**Task description**
Recast the entries below as a numbered list, covering everything from the line containing "[locate] shrub (a" down to the line containing "<point>331,399</point>", both included. Skip blank lines and leave the pictures out.

**Data rows**
>>>>>
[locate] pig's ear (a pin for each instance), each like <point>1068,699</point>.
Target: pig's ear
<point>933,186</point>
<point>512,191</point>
<<<<<
>>>>>
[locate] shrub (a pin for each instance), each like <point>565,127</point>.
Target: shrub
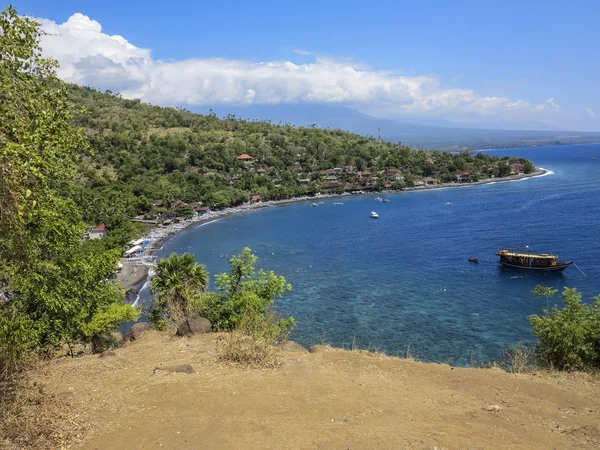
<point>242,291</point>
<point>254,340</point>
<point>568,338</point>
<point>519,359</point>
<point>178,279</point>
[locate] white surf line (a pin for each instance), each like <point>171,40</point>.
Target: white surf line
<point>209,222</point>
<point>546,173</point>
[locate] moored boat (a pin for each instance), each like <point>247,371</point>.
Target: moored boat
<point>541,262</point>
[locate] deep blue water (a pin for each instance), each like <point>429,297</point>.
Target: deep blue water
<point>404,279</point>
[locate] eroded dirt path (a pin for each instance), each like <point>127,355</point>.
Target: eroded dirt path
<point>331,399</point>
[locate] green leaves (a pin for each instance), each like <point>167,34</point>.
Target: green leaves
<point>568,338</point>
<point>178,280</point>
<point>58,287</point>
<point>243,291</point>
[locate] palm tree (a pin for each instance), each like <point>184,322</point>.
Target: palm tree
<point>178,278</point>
<<<<<
>>>>>
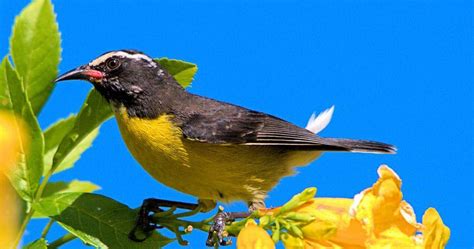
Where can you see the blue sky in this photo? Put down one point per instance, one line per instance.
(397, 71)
<<<<<
**Result of the task**
1. [locate] shrub (a pin for each instance), each like <point>565,127</point>.
2. Target: shrub
3. <point>242,291</point>
4. <point>254,340</point>
5. <point>568,338</point>
6. <point>519,359</point>
7. <point>178,279</point>
8. [locate] white surf line (a pin for each instance), each like <point>171,40</point>.
9. Target: white surf line
10. <point>209,222</point>
11. <point>546,173</point>
12. [locate] moored boat (a pin for each instance), each like <point>247,371</point>.
13. Target: moored boat
14. <point>541,262</point>
15. [locate] deep blue water (a pin for each instance), each like <point>429,297</point>.
16. Target: deep blue water
17. <point>404,279</point>
18. [locate] eroded dirt path (a pin for each instance), each like <point>127,355</point>.
19. Target: eroded dirt path
20. <point>331,399</point>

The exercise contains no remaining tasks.